━━━ PROVIDED INFORMATION
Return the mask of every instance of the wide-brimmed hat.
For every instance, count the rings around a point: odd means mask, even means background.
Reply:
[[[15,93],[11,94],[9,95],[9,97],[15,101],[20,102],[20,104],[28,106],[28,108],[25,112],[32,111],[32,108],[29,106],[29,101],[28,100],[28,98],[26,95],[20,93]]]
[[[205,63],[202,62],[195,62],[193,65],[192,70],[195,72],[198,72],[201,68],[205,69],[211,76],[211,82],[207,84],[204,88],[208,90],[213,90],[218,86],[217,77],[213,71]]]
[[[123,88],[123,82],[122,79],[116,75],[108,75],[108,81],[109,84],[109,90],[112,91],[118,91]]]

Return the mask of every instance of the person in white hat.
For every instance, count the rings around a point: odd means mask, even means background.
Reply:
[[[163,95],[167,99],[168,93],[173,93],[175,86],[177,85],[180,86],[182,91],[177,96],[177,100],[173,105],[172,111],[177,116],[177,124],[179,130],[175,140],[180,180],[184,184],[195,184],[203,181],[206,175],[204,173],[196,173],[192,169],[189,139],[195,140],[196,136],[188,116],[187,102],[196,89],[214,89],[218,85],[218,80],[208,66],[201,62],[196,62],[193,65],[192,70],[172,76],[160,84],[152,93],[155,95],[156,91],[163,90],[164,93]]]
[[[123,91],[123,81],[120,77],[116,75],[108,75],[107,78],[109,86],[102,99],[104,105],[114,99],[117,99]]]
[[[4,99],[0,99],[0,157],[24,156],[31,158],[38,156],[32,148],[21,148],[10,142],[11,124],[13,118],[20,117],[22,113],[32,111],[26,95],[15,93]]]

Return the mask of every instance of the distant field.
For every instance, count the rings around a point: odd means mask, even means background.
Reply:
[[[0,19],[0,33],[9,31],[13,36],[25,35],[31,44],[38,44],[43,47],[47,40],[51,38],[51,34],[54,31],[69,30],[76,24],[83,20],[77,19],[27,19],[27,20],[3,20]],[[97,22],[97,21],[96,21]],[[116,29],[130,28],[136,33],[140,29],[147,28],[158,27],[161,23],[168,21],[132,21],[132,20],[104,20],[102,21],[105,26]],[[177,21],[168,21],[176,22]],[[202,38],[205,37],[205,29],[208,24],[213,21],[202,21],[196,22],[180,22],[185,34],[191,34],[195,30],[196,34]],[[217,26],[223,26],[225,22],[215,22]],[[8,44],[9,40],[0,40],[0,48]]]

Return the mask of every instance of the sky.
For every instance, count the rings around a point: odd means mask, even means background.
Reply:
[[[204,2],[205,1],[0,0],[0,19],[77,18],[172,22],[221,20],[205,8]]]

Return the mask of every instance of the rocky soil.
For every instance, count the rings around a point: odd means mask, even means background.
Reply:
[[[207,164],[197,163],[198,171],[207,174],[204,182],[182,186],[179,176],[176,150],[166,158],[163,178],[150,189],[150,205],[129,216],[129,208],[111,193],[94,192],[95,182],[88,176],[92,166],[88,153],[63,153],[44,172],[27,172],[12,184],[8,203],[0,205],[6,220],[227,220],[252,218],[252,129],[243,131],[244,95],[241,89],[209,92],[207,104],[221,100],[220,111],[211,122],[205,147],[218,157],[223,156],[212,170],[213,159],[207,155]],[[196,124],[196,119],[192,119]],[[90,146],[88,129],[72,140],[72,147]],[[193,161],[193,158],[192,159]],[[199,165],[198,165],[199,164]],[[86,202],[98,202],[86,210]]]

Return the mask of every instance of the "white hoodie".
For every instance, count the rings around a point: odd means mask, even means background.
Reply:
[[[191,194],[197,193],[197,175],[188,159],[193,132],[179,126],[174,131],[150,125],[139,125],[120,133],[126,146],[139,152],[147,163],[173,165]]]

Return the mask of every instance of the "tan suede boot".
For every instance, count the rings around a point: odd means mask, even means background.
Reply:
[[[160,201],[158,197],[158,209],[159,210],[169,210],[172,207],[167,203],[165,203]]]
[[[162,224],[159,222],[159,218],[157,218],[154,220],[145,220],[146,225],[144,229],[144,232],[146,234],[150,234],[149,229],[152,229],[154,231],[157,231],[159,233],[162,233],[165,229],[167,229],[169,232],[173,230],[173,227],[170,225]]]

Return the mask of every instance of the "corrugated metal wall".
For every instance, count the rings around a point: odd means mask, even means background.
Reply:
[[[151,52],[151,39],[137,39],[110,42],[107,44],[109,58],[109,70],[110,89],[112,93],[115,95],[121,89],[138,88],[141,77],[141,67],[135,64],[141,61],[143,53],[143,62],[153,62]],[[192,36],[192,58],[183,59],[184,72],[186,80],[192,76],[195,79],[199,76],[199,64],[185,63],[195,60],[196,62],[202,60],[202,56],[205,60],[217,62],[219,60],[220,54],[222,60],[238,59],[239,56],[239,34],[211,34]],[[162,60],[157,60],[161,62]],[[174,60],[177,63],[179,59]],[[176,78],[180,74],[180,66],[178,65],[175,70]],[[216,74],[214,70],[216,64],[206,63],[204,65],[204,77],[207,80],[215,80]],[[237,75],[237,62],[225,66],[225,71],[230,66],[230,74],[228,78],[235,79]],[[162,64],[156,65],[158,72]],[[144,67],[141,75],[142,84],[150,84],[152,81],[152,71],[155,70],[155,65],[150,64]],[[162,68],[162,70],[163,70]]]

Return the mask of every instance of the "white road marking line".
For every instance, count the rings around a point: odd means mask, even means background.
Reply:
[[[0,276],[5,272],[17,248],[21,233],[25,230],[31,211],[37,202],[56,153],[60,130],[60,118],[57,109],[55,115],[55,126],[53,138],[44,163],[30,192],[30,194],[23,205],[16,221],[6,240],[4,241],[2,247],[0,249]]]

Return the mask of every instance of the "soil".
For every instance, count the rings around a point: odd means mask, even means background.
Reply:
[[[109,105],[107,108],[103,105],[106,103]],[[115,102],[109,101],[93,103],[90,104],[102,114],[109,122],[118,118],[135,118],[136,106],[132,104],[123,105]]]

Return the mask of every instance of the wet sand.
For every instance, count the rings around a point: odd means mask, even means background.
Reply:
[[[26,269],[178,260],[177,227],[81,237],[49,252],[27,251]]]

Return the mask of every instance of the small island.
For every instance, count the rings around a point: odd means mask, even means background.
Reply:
━━━━━━
* AIM OF THE TASK *
Give the data again, exactly as it stands.

* SOLVED EXERCISE *
Return the mask of every instance of the wide-brimmed hat.
For every instance, count the rings around a point: odd means mask, even means background.
Reply:
[[[15,93],[11,94],[9,95],[9,97],[15,101],[20,102],[20,104],[28,106],[28,108],[25,112],[32,111],[32,108],[29,106],[29,101],[28,100],[28,98],[26,95],[20,93]]]
[[[205,63],[202,62],[195,62],[193,65],[192,70],[195,72],[198,72],[201,68],[205,69],[211,76],[211,82],[207,84],[204,88],[208,90],[213,90],[218,86],[217,77],[213,71]]]
[[[123,88],[123,82],[122,79],[116,75],[108,75],[108,81],[109,84],[109,90],[112,91],[118,91]]]

Return the mask of every instance of the person in white hat.
For every instance, count the rings around a point: odd means mask, even means background.
Reply:
[[[163,95],[167,99],[168,93],[173,93],[175,86],[177,85],[180,86],[182,91],[177,96],[177,100],[173,105],[172,111],[177,116],[177,124],[179,130],[175,140],[180,180],[184,184],[195,184],[203,181],[206,175],[204,173],[196,173],[192,169],[189,139],[195,140],[196,136],[188,116],[187,102],[196,89],[214,89],[218,85],[218,80],[208,66],[201,62],[196,62],[193,65],[192,70],[172,76],[160,84],[152,93],[155,95],[156,91],[163,90],[164,93]]]
[[[123,91],[123,81],[120,77],[116,75],[108,75],[107,78],[109,86],[102,99],[104,105],[114,99],[117,99]]]
[[[4,99],[0,99],[0,157],[24,156],[31,158],[38,156],[32,148],[21,148],[10,142],[11,124],[13,118],[20,117],[22,113],[32,111],[26,95],[15,93]]]

Return the mask of every instance of the distant field.
For every instance, count the rings around a point: odd means mask, even means background.
Reply:
[[[0,19],[0,33],[9,31],[13,36],[25,35],[31,44],[38,44],[43,47],[47,40],[51,38],[51,34],[54,31],[69,30],[76,24],[83,20],[77,19],[27,19],[27,20],[3,20]],[[97,22],[97,21],[96,21]],[[116,29],[130,28],[136,33],[140,29],[147,28],[158,27],[161,23],[168,21],[132,21],[132,20],[104,20],[102,21],[105,26]],[[177,21],[168,21],[176,22]],[[202,38],[205,37],[205,29],[208,24],[213,21],[202,21],[196,22],[180,22],[185,34],[191,34],[195,30],[196,34]],[[217,26],[223,26],[225,22],[215,22]],[[8,44],[9,40],[0,40],[0,48]]]

Return the mask of every instance of the sky.
For every instance, count the rings around a point: odd means mask, even means background.
Reply:
[[[204,2],[205,1],[0,0],[0,19],[77,18],[172,22],[221,20],[205,8]]]

Return the mask of every instance of the rocky soil.
For every instance, count the rings around a point: odd means mask, even means background.
Reply:
[[[207,164],[197,163],[198,171],[207,174],[204,182],[182,186],[179,176],[176,150],[166,158],[163,178],[150,189],[150,205],[129,216],[129,208],[111,193],[94,192],[95,182],[88,176],[92,166],[88,153],[63,153],[44,172],[27,172],[12,184],[8,203],[0,205],[6,220],[227,220],[252,218],[252,129],[243,131],[244,95],[241,89],[209,92],[207,104],[221,100],[220,111],[211,122],[205,147],[218,157],[223,156],[212,170],[213,159],[207,155]],[[196,124],[196,119],[192,119]],[[90,146],[88,129],[72,140],[72,147]],[[193,161],[193,158],[192,159]],[[199,165],[198,165],[199,164]],[[86,202],[98,202],[86,210]]]

Return the mask of every instance of the "white hoodie".
For every instance, count the rings around a point: odd means mask, even means background.
Reply:
[[[191,194],[197,193],[197,175],[188,159],[193,132],[179,126],[174,131],[150,125],[139,125],[120,133],[126,146],[139,152],[147,163],[173,165]]]

Return the mask of every instance of the "tan suede boot".
For every instance, count the rings around a point: odd means mask, even means background.
Reply:
[[[160,201],[158,197],[158,209],[159,210],[169,210],[172,207],[167,203],[165,203]]]
[[[162,224],[159,222],[159,218],[157,218],[154,220],[145,220],[146,225],[144,229],[144,232],[146,234],[150,234],[149,229],[152,229],[154,231],[157,231],[159,233],[162,233],[165,229],[167,229],[169,232],[173,230],[173,227],[170,225]]]

Return the mask of every instance of the "corrugated metal wall".
For every instance, count the rings around a point: odd means mask, even means background.
Reply:
[[[151,52],[151,39],[137,39],[110,42],[107,44],[109,58],[109,70],[110,89],[112,93],[115,95],[121,89],[138,88],[141,77],[141,67],[135,64],[141,61],[143,53],[143,62],[153,62]],[[192,36],[192,58],[183,59],[184,72],[186,80],[192,76],[195,79],[199,76],[199,64],[185,63],[195,60],[196,62],[202,60],[202,56],[205,60],[217,62],[219,60],[220,54],[222,60],[238,59],[239,56],[239,34],[211,34]],[[162,60],[157,60],[161,62]],[[174,60],[177,63],[179,59]],[[176,78],[180,74],[180,66],[178,65],[175,70]],[[216,74],[214,70],[216,64],[206,63],[204,65],[204,77],[207,80],[215,80]],[[237,75],[237,62],[225,66],[225,71],[230,66],[230,74],[228,78],[235,79]],[[162,64],[156,65],[158,72]],[[144,67],[141,75],[142,84],[150,84],[152,81],[152,71],[155,70],[155,65],[150,64]],[[162,68],[162,70],[163,70]]]

Return the mask of every instance of the "white road marking line".
For every instance, count the rings around a point: odd means mask, even means background.
Reply:
[[[0,276],[5,272],[17,248],[21,233],[25,230],[31,211],[37,202],[56,153],[60,130],[60,118],[57,109],[55,115],[55,126],[53,138],[44,163],[30,192],[30,194],[23,205],[16,221],[6,240],[4,241],[2,247],[0,249]]]

Return the mask of every instance of the "soil".
For every instance, count the rings around a point: odd means mask, even means background.
Reply:
[[[109,105],[107,108],[103,105],[106,103]],[[115,102],[109,101],[93,103],[90,104],[102,114],[109,122],[118,118],[135,118],[136,106],[132,104],[123,105]]]

Return the mask of every instance of the wet sand.
For every instance, count the rings around a point: odd means mask, even means background.
Reply:
[[[26,269],[178,260],[177,227],[81,237],[49,252],[27,251]]]

Return the mask of every instance of the small island.
For every instance, count the rings around a point: odd means mask, even means background.
Reply:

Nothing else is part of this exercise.